### PROBLEM TO SOLVE
Pick out each line of the material that contains the string "below" and copy those lines in full.
## start GIVEN DATA
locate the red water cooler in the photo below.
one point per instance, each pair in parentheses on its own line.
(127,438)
## end GIVEN DATA
## start GIVEN DATA
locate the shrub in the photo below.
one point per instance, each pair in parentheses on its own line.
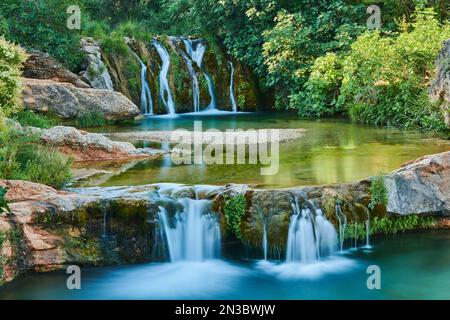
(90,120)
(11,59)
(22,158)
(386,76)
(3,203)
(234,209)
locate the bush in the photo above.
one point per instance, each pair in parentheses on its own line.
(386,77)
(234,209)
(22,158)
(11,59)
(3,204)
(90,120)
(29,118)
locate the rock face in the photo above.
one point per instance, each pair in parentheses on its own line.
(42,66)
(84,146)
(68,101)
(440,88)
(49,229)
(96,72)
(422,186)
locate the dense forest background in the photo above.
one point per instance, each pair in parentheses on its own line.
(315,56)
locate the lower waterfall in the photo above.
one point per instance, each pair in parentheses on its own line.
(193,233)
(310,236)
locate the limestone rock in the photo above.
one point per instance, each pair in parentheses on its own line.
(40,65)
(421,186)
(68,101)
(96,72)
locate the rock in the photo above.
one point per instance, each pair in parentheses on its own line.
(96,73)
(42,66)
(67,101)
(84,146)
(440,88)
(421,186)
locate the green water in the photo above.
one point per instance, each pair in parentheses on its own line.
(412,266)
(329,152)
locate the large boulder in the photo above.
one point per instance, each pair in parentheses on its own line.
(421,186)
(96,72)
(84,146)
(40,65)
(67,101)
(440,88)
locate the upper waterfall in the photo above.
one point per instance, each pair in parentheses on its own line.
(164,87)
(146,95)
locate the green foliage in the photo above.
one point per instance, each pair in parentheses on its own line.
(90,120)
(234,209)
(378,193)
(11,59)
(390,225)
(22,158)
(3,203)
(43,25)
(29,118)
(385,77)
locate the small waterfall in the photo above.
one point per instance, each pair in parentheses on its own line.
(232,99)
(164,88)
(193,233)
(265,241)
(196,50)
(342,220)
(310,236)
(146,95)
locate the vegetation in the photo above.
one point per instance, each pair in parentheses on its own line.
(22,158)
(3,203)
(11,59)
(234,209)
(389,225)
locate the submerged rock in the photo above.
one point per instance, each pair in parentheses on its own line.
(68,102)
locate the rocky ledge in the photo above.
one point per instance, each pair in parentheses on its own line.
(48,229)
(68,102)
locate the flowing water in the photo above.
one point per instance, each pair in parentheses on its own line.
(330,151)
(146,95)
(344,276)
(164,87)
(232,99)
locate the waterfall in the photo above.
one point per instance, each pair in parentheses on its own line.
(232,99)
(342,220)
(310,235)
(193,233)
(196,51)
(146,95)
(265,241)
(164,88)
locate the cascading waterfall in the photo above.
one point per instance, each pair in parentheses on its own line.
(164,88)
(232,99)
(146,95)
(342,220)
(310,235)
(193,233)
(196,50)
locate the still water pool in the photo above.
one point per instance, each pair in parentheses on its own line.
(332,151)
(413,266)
## end GIVEN DATA
### FULL ANSWER
locate the red water cooler in the photo below.
locate the shrub in the photo below.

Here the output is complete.